▸ TEXT PROVIDED
━━━━━━━━━━━━━━━━

# found weak pigeon



## mistergugu (Jul 8, 2009)

I found yesterday a weak pigeon. It was very easy to catch him as he was just standing there. 

One eye is redder and I am not sure he sees with it.

He main tummy bone is protruding a lot, possibly because he underfed and hungry.

Smelly greenish paste poop.

What do you think I can do for him. Going to the vet is out of the question.

Stefi


----------



## Kiko&Kalani (Aug 10, 2010)

Sounds like he is starving/dehydrated at the very least. Does he seem to want to eat or drink? Pedialyte is good if he is dehydrated. Do you know if there is a rescue org in your area? Where are you located? Maybe there is a member in your area that could help you out. I'm pretty sure you will need to give it antibiotics and probably a de wormer. There are other members that will probably be along soon to advise you with more details.


----------



## mistergugu (Jul 8, 2009)

Thank you for the reply. He eats with appetite and drinks without any problems. I started giving it antibiotics every 6 hours as I couldn't think of anything else to do. Otherwise he is slow and weak and has stinky poops.

I live in Bulgaria.


----------



## Kiko&Kalani (Aug 10, 2010)

What antibiotic and dosage are you using?


----------



## mistergugu (Jul 8, 2009)

amoxacilin. no clear dosage, a crape some powder off a pill and add water. I did the same thing some time ago to a cat-wounded pigeon at it worked.


----------



## Feefo (Feb 8, 2002)

Can you check how many milligrams each pill is and weigh the pigeon? Then try to give 12.5 mg for every 100 gms the pigeon weighs.


----------



## Jaye (Mar 13, 2008)

━━━━━━━━━━━━━━━━

▸ EXERCISE SET
1. Could you copy the pigeon thread again, everything from "Can you check" down to "(Mar 13, 2008)", with "bird" swapped in for "pigeon"?
2. Can you pick up the forum thread about the weak pigeon at the point it stops and carry it on?

▸ DATA EXCERPT
━━━━━━━━━━━━━━━━

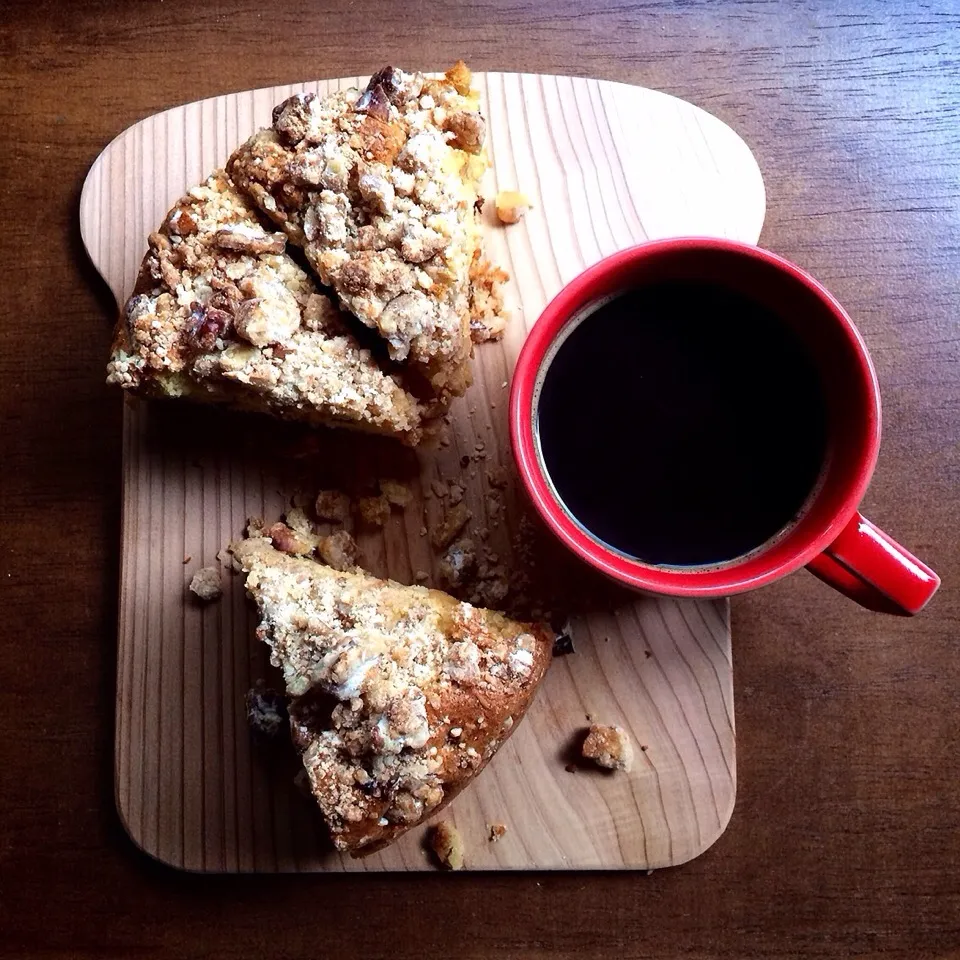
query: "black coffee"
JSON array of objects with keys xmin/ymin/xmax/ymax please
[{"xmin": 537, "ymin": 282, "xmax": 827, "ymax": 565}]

━━━━━━━━━━━━━━━━

▸ PER-TASK ANSWERS
1.
Can you check how many milligrams each pill is and weigh the bird? Then try to give 12.5 mg for every 100 gms the bird weighs.


----------



## Jaye (Mar 13, 2008)

2.
Yes, see what the pill bottle says and tell us. Also, every 6 hours is too often. So stop doing that. If you do the dosage Feefo says above, you only need to dose twice a day, every 10-12 hours. It is important to get the right dosage. 

~ The food and water are good. Keep her/him in a very warm and quiet place too.

~ Also, pick her up in a towel and open her mouth...see if you see anything inside the mouth such as white or yellow growths/dots, or mucous. let us know.

~ Also...is there ANY sign of external injury such as blood, scratches, missing feathers, scrapes ?

~ Can you post a photo ? Go to "Go advanced" button, click it, then on the next screen go to "attachments" button.

Thank you for saving him/her !


----------



## mistergugu (Jul 8, 2009)

Thank you so much for answering. Well, I have amoxacilin tablets for humans of 500mg each. I can't weigh the pigeon but I would say about 200g, seems pretty light to me. So that would mean about 1/10th of a tablet every 10hours. 

I looked inside the mouth, all pretty and pink.

No sign of external injury.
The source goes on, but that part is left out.